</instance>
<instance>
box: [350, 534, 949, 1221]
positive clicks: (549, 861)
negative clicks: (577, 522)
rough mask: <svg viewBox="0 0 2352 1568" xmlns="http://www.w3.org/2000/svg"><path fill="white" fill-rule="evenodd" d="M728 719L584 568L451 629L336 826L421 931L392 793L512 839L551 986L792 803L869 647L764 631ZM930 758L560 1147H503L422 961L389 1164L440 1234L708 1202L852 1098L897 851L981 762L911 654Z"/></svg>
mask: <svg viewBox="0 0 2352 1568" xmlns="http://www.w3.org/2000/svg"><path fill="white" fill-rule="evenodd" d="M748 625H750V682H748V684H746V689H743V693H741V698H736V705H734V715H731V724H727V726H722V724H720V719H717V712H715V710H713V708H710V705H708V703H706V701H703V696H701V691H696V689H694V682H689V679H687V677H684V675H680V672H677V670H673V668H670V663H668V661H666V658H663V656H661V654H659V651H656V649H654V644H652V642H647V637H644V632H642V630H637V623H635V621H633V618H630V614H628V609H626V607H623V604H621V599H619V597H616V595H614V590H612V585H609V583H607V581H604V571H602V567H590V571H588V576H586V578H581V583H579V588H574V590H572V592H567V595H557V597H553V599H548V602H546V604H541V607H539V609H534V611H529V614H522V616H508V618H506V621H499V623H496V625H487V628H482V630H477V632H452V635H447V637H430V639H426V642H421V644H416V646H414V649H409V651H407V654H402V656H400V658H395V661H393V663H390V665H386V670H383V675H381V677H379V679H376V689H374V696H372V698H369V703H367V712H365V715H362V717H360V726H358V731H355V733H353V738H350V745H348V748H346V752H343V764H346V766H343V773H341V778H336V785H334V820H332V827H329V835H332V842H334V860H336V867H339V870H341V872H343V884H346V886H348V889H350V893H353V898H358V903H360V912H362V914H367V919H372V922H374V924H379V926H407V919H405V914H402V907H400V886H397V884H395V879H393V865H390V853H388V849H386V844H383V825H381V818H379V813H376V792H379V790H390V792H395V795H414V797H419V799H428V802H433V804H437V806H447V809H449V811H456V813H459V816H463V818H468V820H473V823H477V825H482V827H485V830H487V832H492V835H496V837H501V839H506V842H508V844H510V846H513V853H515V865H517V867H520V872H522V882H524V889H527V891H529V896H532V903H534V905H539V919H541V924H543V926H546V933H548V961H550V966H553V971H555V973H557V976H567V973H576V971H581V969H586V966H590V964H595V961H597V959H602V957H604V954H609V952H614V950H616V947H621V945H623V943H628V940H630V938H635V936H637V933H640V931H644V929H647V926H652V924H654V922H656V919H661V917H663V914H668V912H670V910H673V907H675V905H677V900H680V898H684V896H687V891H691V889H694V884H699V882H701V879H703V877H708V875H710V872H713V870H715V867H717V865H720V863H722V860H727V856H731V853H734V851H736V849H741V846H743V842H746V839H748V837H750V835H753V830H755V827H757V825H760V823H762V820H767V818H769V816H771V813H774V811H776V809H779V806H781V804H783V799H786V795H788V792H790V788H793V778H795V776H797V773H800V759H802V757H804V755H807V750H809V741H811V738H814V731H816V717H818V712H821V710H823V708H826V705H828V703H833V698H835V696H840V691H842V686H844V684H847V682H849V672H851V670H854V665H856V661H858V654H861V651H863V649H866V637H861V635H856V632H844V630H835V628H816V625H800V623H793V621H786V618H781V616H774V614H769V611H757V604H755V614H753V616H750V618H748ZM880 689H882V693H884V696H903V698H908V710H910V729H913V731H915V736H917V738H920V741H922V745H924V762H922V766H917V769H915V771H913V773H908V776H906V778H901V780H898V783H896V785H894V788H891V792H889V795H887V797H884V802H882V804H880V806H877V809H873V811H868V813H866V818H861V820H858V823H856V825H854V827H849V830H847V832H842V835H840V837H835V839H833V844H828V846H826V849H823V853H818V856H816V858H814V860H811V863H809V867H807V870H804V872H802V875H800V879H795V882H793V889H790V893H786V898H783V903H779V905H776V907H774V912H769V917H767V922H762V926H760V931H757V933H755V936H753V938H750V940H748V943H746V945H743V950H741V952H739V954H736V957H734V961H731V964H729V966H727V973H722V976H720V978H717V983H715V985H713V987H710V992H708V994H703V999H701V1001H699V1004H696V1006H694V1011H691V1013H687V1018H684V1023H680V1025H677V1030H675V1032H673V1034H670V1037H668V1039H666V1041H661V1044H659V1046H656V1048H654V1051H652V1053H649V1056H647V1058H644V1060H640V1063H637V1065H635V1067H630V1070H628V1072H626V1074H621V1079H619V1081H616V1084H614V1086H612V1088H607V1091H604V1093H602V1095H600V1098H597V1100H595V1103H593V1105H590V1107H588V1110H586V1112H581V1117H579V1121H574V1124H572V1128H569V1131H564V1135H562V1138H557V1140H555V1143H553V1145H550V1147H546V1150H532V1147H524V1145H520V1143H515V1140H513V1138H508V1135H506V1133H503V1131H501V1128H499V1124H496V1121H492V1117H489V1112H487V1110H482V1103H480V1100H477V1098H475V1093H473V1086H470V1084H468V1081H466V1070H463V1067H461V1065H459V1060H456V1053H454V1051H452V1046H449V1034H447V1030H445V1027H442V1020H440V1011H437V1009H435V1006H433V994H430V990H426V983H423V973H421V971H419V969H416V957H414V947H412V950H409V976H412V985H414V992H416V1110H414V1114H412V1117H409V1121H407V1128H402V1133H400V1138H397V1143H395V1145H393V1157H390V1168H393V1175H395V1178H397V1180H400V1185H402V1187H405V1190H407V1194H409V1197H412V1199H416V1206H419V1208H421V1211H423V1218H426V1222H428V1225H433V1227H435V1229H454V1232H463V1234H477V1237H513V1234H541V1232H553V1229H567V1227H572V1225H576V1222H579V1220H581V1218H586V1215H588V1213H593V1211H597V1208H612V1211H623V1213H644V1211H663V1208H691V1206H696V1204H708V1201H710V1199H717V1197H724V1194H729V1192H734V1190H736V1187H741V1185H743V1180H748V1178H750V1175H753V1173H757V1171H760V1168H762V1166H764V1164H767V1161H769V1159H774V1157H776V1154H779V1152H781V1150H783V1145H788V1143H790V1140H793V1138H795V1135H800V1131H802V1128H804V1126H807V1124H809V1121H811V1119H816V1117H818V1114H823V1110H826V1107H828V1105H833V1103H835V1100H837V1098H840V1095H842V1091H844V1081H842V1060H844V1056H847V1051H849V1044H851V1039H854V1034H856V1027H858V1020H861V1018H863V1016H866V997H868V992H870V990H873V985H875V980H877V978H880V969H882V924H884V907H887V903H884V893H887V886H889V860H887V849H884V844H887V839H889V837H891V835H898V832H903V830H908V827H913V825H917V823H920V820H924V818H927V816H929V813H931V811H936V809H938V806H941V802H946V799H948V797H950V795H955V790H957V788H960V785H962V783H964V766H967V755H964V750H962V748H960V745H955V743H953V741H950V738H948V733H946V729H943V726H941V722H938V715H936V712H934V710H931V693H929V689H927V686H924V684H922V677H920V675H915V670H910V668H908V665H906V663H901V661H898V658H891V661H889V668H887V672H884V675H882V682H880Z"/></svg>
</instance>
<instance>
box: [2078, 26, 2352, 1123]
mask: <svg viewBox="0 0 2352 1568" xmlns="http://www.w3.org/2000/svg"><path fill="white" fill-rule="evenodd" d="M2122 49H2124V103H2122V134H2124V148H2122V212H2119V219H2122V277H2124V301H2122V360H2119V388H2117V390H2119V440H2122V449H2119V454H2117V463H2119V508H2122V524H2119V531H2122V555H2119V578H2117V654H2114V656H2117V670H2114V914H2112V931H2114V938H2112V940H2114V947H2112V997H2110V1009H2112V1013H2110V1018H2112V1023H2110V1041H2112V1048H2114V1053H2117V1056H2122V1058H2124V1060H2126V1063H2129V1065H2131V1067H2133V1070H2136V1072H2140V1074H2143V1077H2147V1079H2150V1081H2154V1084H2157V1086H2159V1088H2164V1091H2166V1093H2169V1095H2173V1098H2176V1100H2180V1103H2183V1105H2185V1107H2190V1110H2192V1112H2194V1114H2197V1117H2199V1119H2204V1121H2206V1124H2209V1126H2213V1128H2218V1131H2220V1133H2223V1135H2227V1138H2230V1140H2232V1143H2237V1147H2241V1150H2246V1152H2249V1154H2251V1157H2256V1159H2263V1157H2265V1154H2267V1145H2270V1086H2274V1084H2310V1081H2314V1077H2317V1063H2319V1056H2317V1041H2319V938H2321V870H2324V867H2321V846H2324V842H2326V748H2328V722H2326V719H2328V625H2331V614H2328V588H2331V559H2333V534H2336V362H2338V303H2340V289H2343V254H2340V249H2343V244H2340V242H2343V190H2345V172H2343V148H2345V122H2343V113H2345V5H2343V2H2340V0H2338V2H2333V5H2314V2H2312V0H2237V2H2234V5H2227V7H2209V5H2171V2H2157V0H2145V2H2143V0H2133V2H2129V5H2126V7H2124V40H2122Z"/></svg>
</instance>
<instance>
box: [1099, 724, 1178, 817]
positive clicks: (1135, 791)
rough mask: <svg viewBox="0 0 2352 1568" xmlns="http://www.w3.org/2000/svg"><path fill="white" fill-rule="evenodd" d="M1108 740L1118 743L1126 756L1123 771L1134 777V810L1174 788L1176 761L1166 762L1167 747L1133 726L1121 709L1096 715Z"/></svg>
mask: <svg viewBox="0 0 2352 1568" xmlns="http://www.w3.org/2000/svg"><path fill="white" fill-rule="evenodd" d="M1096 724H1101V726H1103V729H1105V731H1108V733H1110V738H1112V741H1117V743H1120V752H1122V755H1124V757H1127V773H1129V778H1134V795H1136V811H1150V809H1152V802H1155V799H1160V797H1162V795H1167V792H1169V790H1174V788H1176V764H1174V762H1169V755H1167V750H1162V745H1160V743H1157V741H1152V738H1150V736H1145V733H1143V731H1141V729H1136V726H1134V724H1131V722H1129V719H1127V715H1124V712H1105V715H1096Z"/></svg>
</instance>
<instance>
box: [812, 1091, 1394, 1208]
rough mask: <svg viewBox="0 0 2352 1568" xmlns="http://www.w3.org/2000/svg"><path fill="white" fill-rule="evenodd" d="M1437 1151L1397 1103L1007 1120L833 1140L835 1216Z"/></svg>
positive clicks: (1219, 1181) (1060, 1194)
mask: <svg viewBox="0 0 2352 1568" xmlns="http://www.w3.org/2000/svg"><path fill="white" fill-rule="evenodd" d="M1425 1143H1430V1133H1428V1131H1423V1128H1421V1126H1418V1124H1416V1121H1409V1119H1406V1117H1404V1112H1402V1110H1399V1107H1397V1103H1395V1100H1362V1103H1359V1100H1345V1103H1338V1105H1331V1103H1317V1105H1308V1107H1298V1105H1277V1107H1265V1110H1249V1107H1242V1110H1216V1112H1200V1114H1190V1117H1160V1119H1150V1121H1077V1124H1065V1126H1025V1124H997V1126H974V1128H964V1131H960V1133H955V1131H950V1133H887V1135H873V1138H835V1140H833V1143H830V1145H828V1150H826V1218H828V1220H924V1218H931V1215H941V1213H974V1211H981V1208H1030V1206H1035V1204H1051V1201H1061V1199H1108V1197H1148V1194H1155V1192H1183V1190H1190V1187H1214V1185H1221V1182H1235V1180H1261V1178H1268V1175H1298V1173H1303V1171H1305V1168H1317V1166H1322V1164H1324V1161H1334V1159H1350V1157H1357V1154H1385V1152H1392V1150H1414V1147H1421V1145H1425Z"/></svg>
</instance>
◆ ◆ ◆ ◆ ◆ ◆ ◆
Your answer should consist only of the lines above between the line holding "box: [350, 534, 949, 1221]" and the line holding "negative clicks: (577, 522)", inclusive, each transcribed exactly.

box: [350, 534, 949, 1221]
positive clicks: (549, 861)
negative clicks: (577, 522)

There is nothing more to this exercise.